本文抜粋:

4月23日,鹿児島地方裁判所が,九州電力株式会社の川内原子力発電所の1号炉と2号炉の運転を差し止める仮処分申立を却下した。
福井地裁の裁判官樋口英明さんの判断を高く評価したい。
鹿児島地裁の裁判官前田郁勝さんは判断を誤った。
これまで,原発訴訟で原告(住民)側が勝ったのは3件しかない。
2003年1月27日 名古屋高等裁判所金沢支部(もんじゅ)
2006年3月24日 金沢地方裁判所(志賀原発)
2014年5月21日 金沢地方裁判所(大飯原発)
今回の福井地裁が4件目である。
しかし,もんじゅと志賀原発の裁判は,上訴審で覆されて敗れている。
大飯原発の裁判は,関西電力が控訴して,現在,名古屋高等裁判所金沢支部で係属中である。
今回の高浜原発の差し止めは「仮の処分」なので,これから起こされるであろう本訴(本番の訴訟)が問題である。
というのも,過去に確定した裁判は,すべて原告(住民)側が敗訴している。
つまり,これまで裁判所は,国と電力会社が進める原子力発電を追認するという形で,原子力を推進する一翼を担ってきたのである。
また,今回の福井地裁の決定は,地震動に対する判断が主な論点である。
この地震動に対する樋口さんの判断は正しい。

元データ:
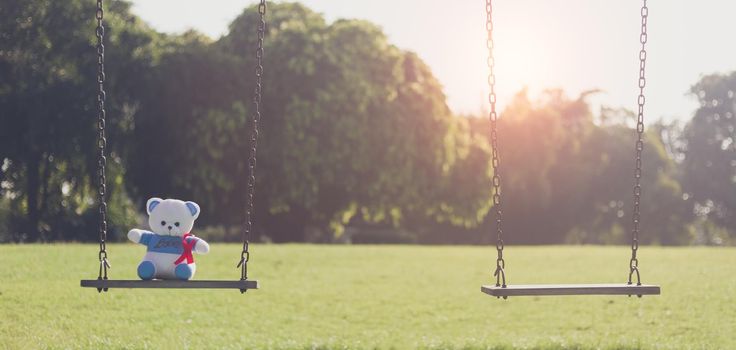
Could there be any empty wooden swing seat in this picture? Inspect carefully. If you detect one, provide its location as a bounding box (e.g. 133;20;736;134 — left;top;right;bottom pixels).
480;283;660;297
81;279;258;292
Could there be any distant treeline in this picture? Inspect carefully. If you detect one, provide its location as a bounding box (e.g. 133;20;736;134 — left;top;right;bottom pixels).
0;0;736;245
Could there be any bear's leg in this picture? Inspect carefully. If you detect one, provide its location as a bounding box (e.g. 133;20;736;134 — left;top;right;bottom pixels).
138;260;156;280
174;264;194;280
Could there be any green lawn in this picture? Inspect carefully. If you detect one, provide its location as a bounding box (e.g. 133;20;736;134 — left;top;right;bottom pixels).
0;244;736;349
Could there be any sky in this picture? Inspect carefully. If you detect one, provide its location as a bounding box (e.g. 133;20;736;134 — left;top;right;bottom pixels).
132;0;736;122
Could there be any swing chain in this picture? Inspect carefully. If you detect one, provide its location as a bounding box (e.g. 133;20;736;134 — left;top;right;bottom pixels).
628;0;649;285
95;0;110;292
237;0;266;286
486;0;506;288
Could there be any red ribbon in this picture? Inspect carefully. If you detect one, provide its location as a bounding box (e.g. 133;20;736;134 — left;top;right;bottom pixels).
174;233;197;265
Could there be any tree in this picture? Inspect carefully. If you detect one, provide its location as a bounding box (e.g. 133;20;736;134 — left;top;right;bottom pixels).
682;73;736;244
0;0;153;241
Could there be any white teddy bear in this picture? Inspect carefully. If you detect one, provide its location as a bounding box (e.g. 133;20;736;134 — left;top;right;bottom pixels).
128;198;210;280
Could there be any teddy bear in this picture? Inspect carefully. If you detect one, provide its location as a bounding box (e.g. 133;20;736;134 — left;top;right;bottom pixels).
128;197;210;280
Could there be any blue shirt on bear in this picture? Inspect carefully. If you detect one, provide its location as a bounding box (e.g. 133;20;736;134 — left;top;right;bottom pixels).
138;232;197;255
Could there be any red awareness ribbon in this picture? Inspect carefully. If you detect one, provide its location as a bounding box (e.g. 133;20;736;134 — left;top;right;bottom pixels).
174;233;197;265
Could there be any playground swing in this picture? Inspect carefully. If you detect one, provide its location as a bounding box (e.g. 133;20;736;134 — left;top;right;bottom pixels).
481;0;660;299
81;0;266;293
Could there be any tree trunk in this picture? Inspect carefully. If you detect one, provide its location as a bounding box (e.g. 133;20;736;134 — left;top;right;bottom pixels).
26;154;41;242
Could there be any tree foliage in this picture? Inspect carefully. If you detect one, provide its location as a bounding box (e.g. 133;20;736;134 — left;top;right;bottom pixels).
0;0;736;244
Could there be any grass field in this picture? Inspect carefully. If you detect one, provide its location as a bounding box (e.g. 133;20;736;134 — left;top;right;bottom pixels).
0;244;736;349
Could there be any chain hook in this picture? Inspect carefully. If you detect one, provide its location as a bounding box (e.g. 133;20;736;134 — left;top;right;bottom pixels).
236;0;266;284
628;0;649;290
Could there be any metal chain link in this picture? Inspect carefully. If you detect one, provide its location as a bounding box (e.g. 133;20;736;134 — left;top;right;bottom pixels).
237;0;266;293
628;0;649;285
95;0;110;292
486;0;506;292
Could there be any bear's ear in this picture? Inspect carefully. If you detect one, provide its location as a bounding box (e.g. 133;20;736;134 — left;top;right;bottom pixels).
146;197;163;215
184;202;199;219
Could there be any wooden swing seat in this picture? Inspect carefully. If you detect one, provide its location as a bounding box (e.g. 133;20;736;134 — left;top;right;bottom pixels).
81;279;258;292
480;283;660;297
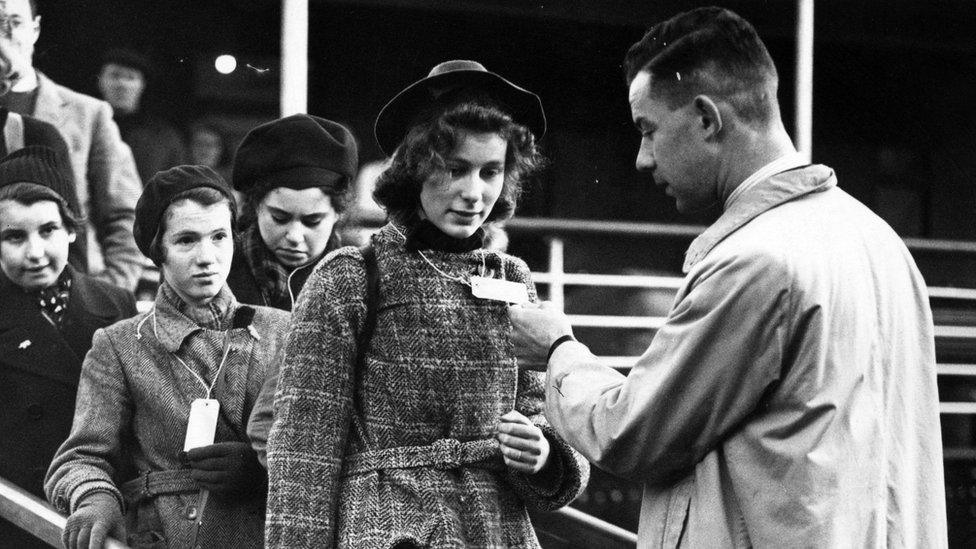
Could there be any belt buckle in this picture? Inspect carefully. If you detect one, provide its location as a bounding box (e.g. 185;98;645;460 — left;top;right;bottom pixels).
431;438;461;470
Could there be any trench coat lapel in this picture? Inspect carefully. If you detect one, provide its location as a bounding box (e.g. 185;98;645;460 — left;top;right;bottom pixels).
683;164;837;273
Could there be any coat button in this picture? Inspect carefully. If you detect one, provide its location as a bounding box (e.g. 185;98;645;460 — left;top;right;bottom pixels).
27;404;44;421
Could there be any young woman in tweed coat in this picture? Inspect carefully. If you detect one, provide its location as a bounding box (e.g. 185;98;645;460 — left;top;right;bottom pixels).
45;166;289;549
266;61;589;548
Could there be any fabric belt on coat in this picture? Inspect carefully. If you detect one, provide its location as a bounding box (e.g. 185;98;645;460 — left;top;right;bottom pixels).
122;469;200;502
342;438;504;477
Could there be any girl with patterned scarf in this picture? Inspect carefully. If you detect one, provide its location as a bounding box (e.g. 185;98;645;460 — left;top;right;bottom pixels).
266;61;589;549
0;146;136;548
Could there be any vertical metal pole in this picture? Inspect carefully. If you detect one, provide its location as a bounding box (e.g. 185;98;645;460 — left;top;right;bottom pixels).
549;237;566;310
795;0;813;162
281;0;308;116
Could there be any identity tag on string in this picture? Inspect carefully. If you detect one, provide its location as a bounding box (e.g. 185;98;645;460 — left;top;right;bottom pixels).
183;398;220;452
471;276;529;305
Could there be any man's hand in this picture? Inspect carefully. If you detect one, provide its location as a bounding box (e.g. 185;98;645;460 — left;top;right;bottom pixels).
508;301;573;371
186;442;268;495
495;410;549;475
61;492;125;549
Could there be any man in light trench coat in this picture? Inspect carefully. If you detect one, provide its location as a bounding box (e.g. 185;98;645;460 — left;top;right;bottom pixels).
510;8;947;547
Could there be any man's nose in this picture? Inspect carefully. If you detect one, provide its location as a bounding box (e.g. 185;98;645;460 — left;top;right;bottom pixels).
635;146;656;172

練習問題:
A - 本文抜粋に名前が出てくる原子力施設を、登場する順にすべて挙げなさい。
B - 本文抜粋のうち、「2014年5月21日 金沢地方裁判所(大飯原発)」から「(本番の訴訟)が問題である。」までを、両端を含めて一字一句そのまま書き写しなさい。

解答:
A - 川内原子力発電所、もんじゅ、志賀原発、大飯原発、高浜原発

B -
2014年5月21日 金沢地方裁判所(大飯原発)
今回の福井地裁が4件目である。
しかし,もんじゅと志賀原発の裁判は,上訴審で覆されて敗れている。
大飯原発の裁判は,関西電力が控訴して,現在,名古屋高等裁判所金沢支部で係属中である。
今回の高浜原発の差し止めは「仮の処分」なので,これから起こされるであろう本訴(本番の訴訟)が問題である。